## Text provided
--------

(Bloomberg) -- US companies are plowing money into building data centers as they race to get ahead in artificial intelligence.
Private construction spending on data centers has surged close to $30 billion a year, according to the most recent numbers from the Census Bureau, more than double what it was in late 2022 when OpenAI’s ChatGPT was released to the public.
Corporate America now allocates a bigger building budget for data centers than it does for all kinds of categories that were attracting more cash as recently as last year, from hotels to retail and leisure facilities.
The US is leading a surge of investment in data centers, with global spending on track to reach $250 billion a year according to money manager KKR & Co. The industry is benefiting from the development of AI and its need for computational power on an ever-larger scale.

--------

## Dataset extract
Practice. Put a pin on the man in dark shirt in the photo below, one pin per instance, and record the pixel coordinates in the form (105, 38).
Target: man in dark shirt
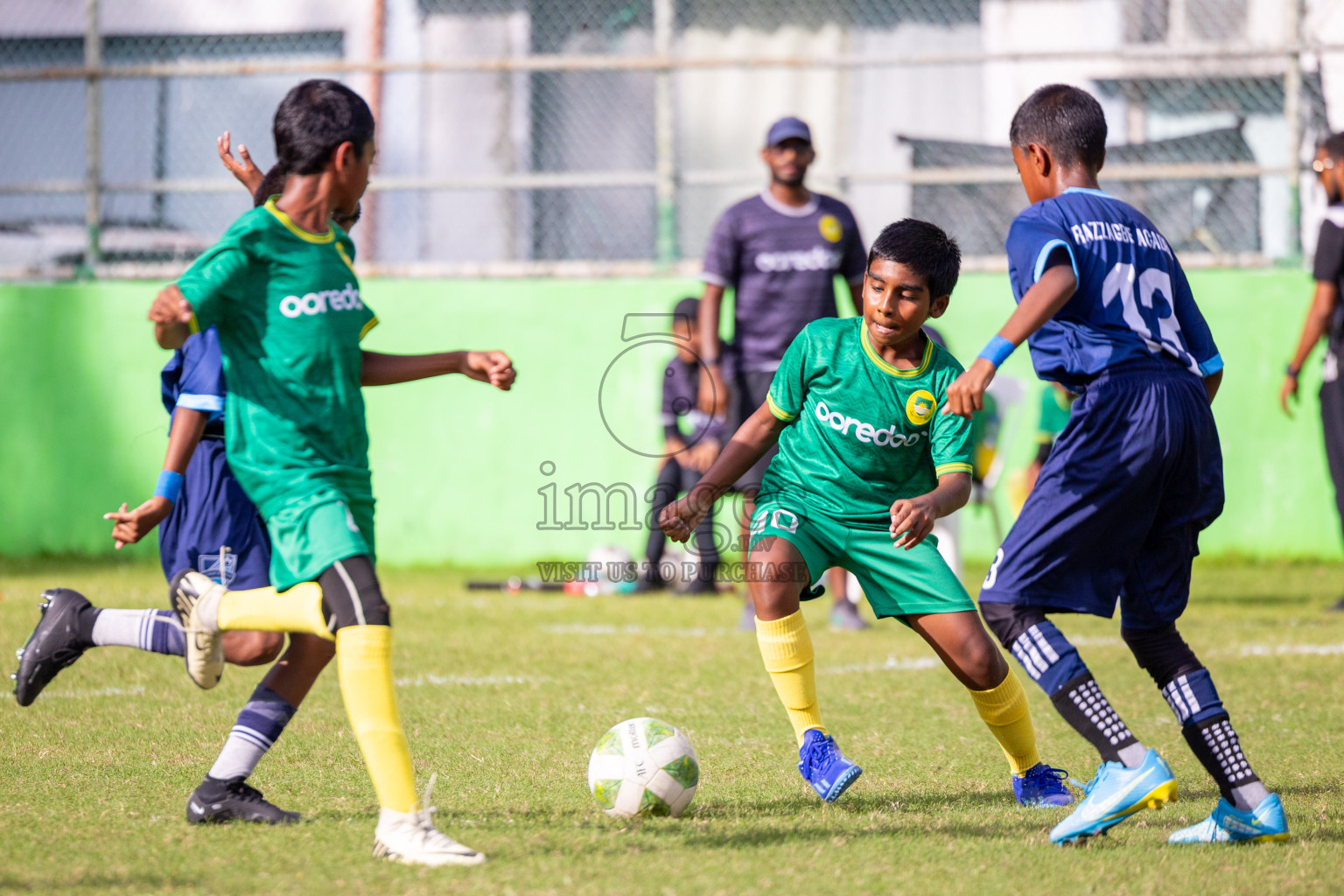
(780, 253)
(687, 454)
(1326, 318)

--------

## Exercises
1. Condense the paragraph in the article on data center spending that begins "Private construction spending on data centers" into one shorter sentence that keeps its main facts.
2. Extend the article on data center spending with a paragraph that picks up right after its final sentence.
The material above stands apart from the article on data center spending.

## Answers by item number
1. According to the latest Census Bureau figures, private construction spending on data centers is near $30 billion a year, over twice its level in late 2022, when OpenAI's ChatGPT went public.

2.
It also has a voracious appetite for electricity — raising concerns that big tech companies may demand a growing share of power-generating capacity, potentially raising costs for households and other businesses.
Last week, the top US energy regulator rejected a special deal that would have allowed an Amazon.com Inc. data center to use more power from an adjacent nuclear power plant.
The Census Bureau only started publishing separate numbers for data centers in July this year. Until then, it was subsumed in the office category. At the start of last year, data centers accounted for less than one-sixth of overall office construction, but now the share has climbed above one-third.